[YOUR GOAL] Look for the line that has "flower. Do not add anything beyond the points." in the material below; please repeat it and every line after it, exactly, up to and including the line that has "the ivy leaf.", and nothing else.

[DATA TO USE]
==============================

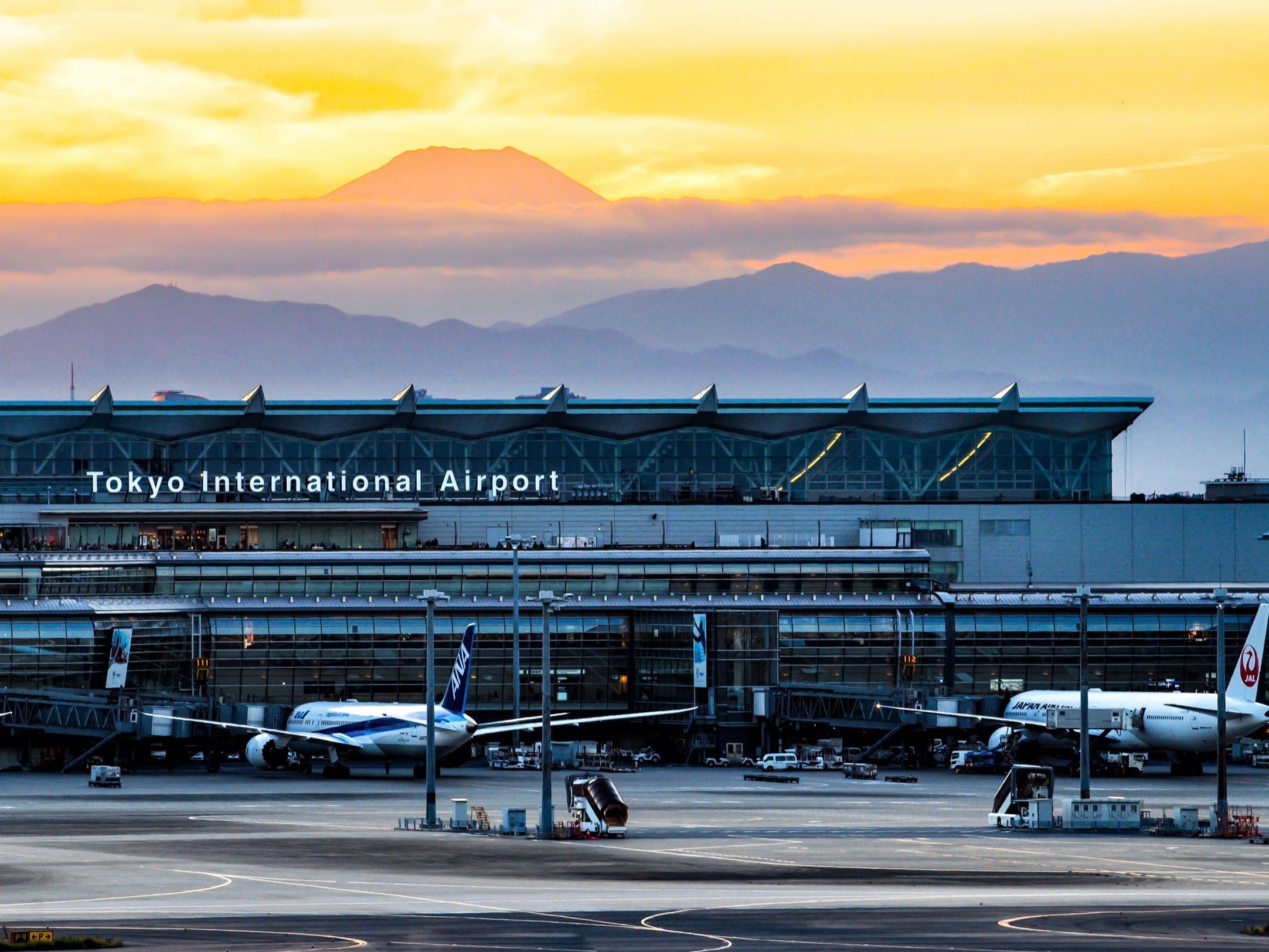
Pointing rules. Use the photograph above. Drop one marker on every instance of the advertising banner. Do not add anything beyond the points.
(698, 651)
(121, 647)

==============================

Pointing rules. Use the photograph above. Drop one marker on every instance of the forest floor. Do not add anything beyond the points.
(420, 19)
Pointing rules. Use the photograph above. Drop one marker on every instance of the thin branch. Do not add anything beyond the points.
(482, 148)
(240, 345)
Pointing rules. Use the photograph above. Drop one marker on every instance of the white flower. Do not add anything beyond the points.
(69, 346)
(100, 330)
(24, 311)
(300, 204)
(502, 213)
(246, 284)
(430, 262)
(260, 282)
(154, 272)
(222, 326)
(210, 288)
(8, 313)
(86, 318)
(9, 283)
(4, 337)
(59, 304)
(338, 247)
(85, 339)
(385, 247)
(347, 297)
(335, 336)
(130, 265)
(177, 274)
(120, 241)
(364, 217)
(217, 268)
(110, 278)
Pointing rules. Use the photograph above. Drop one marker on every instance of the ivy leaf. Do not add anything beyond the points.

==============================

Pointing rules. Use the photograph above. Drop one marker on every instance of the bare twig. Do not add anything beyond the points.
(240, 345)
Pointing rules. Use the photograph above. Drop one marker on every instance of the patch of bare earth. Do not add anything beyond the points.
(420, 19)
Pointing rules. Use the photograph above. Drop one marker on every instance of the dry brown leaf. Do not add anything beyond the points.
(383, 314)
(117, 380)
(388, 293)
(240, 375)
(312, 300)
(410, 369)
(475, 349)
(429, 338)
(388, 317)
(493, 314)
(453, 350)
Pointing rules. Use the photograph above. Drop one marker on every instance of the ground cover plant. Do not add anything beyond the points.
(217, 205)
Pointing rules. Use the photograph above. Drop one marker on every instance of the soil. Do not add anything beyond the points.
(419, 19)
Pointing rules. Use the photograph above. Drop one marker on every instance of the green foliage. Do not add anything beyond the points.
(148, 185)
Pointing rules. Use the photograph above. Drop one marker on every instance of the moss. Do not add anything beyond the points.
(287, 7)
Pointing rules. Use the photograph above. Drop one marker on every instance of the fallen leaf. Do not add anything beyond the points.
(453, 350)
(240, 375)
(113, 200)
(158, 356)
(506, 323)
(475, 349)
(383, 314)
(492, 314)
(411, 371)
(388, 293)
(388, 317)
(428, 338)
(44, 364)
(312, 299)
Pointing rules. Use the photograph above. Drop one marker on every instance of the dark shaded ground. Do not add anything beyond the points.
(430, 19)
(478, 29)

==============================

[FINISHED EXERCISE]
Pointing rules. Use the photograph above. Drop one marker on every instance of the white flower. Do not add anything beyond the points.
(69, 346)
(100, 330)
(24, 311)
(300, 204)
(502, 213)
(246, 284)
(430, 262)
(260, 282)
(154, 272)
(222, 326)
(210, 288)
(8, 313)
(86, 318)
(9, 283)
(4, 337)
(59, 304)
(338, 247)
(85, 339)
(385, 247)
(347, 297)
(335, 336)
(130, 265)
(177, 274)
(120, 241)
(364, 217)
(217, 268)
(110, 278)
Pointing rules. Use the photograph above. Drop one marker on every instance of the ivy leaf. Do not add anything beyond the points.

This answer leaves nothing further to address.